## Kaynak:
--
27 Mayıs 2015 01:00

Metal direnişi ve barikatlar?

Metal direnişi ve barikatlar?

Fotoğraf: Envato

Paylaş

Renault’da başlayan direniş kısa zamanda yayılarak ve hem metal sektörüne ait diğer fabrikalardan hem de başka sektörlerden destek alarak ilerledi. Bir sendikanın yönlendiriciliğinde olmadığı halde son derece disiplinli süren grevin, aşılmasını kolaylaştırdığı moral eşik, işçi mücadeleleri açısından önemli bir ilerleme ve kazanım olarak kabul edilmeli. Ne var ki metal direnişine verilen desteğin işçiden işçiye olmakla sınırlı kalması; toplumun diğer örgütlü/örgütsüz kesimlerinde yaprak kımıldamaması irdelenmesi gereken bir konu olarak duruyor karşımızda.
Bu ilgisizliğin çeşitli nedenleri olabilir ama öne çıkan iki noktanın altını çizmekte yarar var;
Birincisi; demokrasi güçleri arasında yer alan kesimler AKP’nin yıllardır uygulayageldiği kutuplaştırma politikalarının kendi üzerlerinde yarattığı sonuçları aşamamış görünüyor. Büyük bir çoğunluğu muhafazakar olan işçilerin kültürel formasyonu şimdiye dek laik çağrışımlarla süren mücadelenin dışında telakki ediliyor. Grev boyunca birliklerini toplu Cuma namazı kılmak gibi dini ritüelleri hayata geçirerek güçlendirmeye çalışan metal işçilerinin işveren, sendika ve Hükümet’in direnişe yönelik kara propagandasını korunaklı muhafazakar bir alanda etkisizleştirmekteki ısrarı bu mücadelenin dışsallaştırılmasının önemli etkenlerinden biri.
İkincisi; grev boyunca Hükümeti hedef alan politik taleplerin hiç dillendirilmemesi bu direnişin iktisadi niteliğini ister istemez öne çıkardığı ölçüde hareketli kesimler işçi talebini kendi talep cümlelerinin kapsamında göremediler. Ekonomik ve demokratik talepler arasında bağlantı kuramama hali işçilerin bu süreçte yalnız bırakılmasına yol açtı.
Grev karşısındaki sessizlik duvarı gerçekten ürkütücüdür.
Öyle görülüyor ki metal işçisinin mücadelesinin aynı zamanda bir demokrasi mücadelesi olduğunun kavranmasının önünde ciddi zihinsel engeller var. Ve bu zihni sorun sendikalar için de geçerli. Çünkü işçi diğer sendikalardan da destek alamadı.
--
## Verilen Malzeme:
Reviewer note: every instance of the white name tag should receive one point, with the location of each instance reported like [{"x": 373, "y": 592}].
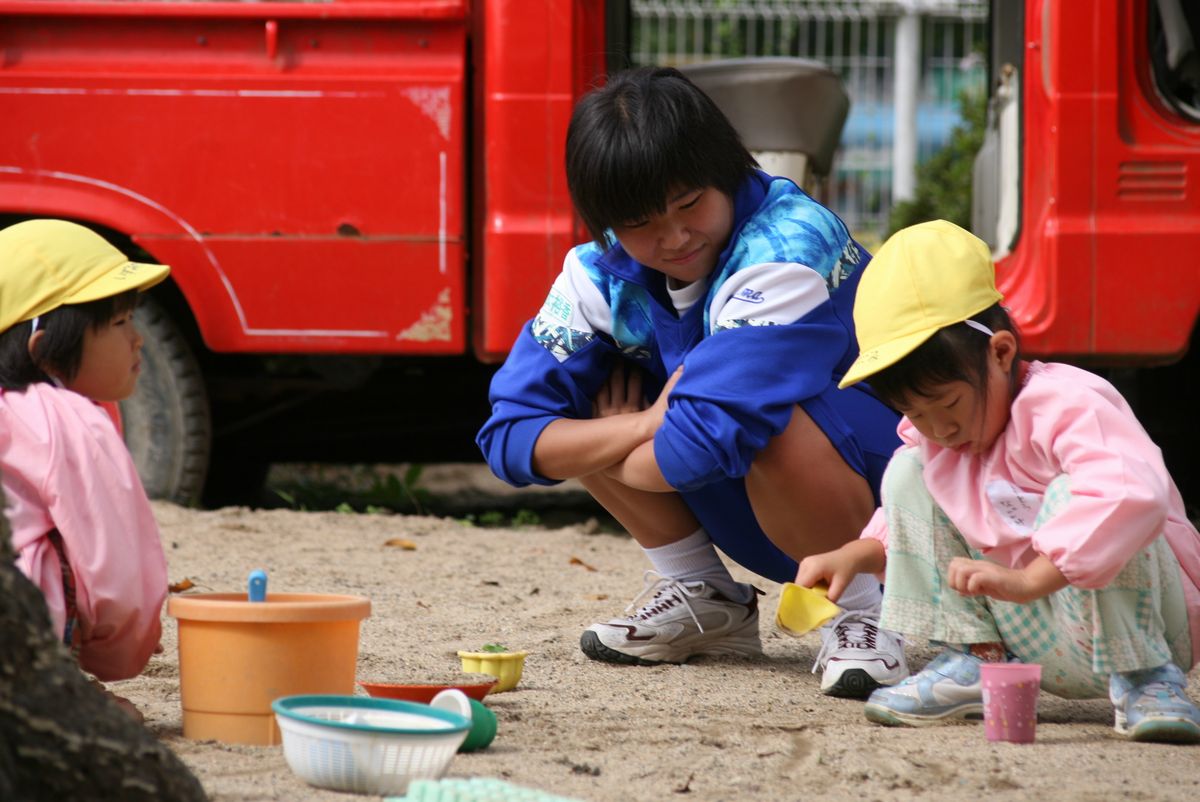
--
## Yapılacak İşler:
A. Metal direnişi yazısında “27 Mayıs 2015” sözleriyle başlayıp “olarak duruyor karşımızda.” sözleriyle biten kısmı, “disiplinli” yerine “düzenli” koyarak yeniden yazın.
B. Metal direnişi yazısına göre direniş hangi fabrikada başladı?
C. Metal direnişi yazısında “İkincisi; grev boyunca” diye başlayan paragrafı, ana bilgilerini koruyarak daha kısa anlatın.
Bu malzemeye ihtiyaç yoktur.

## Görevlerin Cevapları:
A.
27 Mayıs 2015 01:00

Metal direnişi ve barikatlar?

Metal direnişi ve barikatlar?

Fotoğraf: Envato

Paylaş

Renault’da başlayan direniş kısa zamanda yayılarak ve hem metal sektörüne ait diğer fabrikalardan hem de başka sektörlerden destek alarak ilerledi. Bir sendikanın yönlendiriciliğinde olmadığı halde son derece düzenli süren grevin, aşılmasını kolaylaştırdığı moral eşik, işçi mücadeleleri açısından önemli bir ilerleme ve kazanım olarak kabul edilmeli. Ne var ki metal direnişine verilen desteğin işçiden işçiye olmakla sınırlı kalması; toplumun diğer örgütlü/örgütsüz kesimlerinde yaprak kımıldamaması irdelenmesi gereken bir konu olarak duruyor karşımızda.

B. Renault’da başladı.

C. Hükümet’i hedef alan politik talepler hiç dile getirilmediği için grev daha çok ekonomik bir mücadele gibi göründü. Bu yüzden hareketli kesimler işçilerin talebini kendi talepleri arasında görmedi. Ekonomik ve demokratik talepler arasında bağ kurulamaması işçileri yalnız bıraktı.